= Beginning of Section =

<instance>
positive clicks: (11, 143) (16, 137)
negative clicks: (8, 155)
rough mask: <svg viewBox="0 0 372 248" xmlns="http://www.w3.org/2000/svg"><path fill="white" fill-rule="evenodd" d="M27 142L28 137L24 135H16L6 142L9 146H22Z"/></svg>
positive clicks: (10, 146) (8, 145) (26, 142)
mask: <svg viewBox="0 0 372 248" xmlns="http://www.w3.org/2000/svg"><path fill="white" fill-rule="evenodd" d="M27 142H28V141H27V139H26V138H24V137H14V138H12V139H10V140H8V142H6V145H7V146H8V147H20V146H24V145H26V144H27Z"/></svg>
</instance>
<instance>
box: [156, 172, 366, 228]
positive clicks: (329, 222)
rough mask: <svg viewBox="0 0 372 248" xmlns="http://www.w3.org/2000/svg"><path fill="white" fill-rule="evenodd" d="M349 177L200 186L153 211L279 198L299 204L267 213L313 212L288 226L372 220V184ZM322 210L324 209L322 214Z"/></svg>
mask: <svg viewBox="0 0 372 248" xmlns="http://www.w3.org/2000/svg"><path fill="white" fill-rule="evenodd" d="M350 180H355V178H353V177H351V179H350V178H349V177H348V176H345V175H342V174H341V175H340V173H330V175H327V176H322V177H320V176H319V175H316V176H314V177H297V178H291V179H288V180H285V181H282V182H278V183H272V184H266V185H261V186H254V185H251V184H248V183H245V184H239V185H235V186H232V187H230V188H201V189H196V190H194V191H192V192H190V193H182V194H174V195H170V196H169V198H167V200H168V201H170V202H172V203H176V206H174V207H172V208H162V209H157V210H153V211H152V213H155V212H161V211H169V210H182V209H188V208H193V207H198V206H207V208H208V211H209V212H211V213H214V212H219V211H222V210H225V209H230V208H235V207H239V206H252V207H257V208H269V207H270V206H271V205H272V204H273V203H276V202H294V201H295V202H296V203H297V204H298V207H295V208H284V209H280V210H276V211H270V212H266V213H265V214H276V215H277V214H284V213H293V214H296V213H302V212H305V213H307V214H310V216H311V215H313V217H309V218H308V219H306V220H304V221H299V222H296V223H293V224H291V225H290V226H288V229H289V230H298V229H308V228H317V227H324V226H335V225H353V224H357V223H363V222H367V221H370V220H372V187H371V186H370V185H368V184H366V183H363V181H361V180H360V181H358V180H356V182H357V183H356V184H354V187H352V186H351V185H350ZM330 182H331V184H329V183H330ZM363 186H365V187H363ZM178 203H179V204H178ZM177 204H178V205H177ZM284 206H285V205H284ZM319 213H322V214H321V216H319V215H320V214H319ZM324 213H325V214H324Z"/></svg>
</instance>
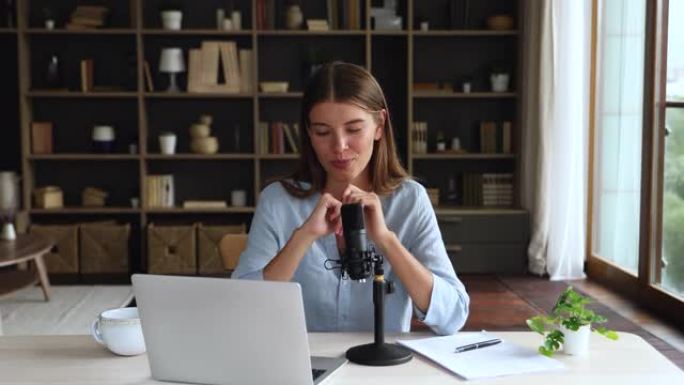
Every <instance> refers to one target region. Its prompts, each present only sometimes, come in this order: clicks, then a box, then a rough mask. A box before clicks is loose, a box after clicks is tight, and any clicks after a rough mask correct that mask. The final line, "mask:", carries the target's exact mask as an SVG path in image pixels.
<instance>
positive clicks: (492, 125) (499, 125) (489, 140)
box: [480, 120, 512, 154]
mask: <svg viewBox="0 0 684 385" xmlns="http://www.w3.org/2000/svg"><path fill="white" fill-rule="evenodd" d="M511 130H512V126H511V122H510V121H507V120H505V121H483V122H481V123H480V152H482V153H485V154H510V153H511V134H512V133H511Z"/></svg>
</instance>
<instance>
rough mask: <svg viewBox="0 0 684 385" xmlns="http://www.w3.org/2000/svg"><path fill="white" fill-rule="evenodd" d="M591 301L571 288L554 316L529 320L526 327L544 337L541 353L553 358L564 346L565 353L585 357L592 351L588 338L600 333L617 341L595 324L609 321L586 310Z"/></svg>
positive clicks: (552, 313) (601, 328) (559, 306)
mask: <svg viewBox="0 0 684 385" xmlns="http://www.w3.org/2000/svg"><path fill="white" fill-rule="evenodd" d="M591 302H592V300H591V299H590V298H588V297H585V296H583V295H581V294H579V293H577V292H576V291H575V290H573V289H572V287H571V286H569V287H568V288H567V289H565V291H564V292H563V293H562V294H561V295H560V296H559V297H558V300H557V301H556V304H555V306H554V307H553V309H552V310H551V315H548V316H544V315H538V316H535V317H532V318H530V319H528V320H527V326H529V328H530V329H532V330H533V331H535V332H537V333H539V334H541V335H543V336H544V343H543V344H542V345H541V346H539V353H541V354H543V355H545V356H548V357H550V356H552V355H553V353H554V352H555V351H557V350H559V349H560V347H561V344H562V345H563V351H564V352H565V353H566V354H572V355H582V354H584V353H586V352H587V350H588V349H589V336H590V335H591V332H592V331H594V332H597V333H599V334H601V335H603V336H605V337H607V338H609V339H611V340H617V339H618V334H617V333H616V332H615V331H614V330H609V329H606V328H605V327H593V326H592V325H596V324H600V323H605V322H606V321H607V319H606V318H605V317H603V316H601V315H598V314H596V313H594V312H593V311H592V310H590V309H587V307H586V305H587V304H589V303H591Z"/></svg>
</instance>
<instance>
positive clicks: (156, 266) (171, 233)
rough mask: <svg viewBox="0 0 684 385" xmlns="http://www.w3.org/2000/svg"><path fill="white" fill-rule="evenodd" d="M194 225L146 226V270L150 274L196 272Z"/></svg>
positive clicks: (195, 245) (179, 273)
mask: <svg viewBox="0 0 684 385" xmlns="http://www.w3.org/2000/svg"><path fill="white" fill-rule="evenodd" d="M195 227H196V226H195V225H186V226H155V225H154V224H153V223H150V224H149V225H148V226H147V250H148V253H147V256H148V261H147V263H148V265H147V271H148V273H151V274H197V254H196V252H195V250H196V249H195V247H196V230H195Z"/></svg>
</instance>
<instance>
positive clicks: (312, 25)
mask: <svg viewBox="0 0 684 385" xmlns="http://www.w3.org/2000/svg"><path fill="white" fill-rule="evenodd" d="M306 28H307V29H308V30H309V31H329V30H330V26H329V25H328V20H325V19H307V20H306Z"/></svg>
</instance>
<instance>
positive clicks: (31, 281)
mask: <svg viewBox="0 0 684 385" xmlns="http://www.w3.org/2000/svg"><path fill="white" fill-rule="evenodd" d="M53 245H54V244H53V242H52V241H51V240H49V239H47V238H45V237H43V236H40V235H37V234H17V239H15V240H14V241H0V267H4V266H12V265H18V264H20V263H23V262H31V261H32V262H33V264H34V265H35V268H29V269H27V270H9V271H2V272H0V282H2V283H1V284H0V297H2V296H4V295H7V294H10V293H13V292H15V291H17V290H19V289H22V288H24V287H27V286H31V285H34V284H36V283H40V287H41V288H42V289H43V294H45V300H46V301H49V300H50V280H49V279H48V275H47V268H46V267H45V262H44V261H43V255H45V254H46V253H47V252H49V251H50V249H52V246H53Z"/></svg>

= End of Section =

From the records above, transcribe without alteration every line from the one with "Every <instance> refers" to the one with "301L571 288L554 316L529", inclusive.

Every <instance> refers to one target region. Its prompts, each present only sometimes, come in this order: clicks, then a box, then a rough mask. A box before clicks is loose, a box after clicks is tight, and any clicks after a rough mask correct that mask. The final line, "mask:", carries the target's exact mask as an SVG path in image pixels.
<instance>
positive clicks: (492, 125) (499, 125) (489, 140)
box: [480, 120, 512, 154]
mask: <svg viewBox="0 0 684 385" xmlns="http://www.w3.org/2000/svg"><path fill="white" fill-rule="evenodd" d="M511 130H512V126H511V122H510V121H507V120H505V121H483V122H481V123H480V152H482V153H485V154H510V153H511V134H512V133H511Z"/></svg>
</instance>
<instance>
rough mask: <svg viewBox="0 0 684 385" xmlns="http://www.w3.org/2000/svg"><path fill="white" fill-rule="evenodd" d="M591 301L571 288L554 316L529 320L526 327L544 337L541 353L553 358L564 346L565 353L585 357L592 351L588 338L600 333L617 341L595 324L609 321L586 310Z"/></svg>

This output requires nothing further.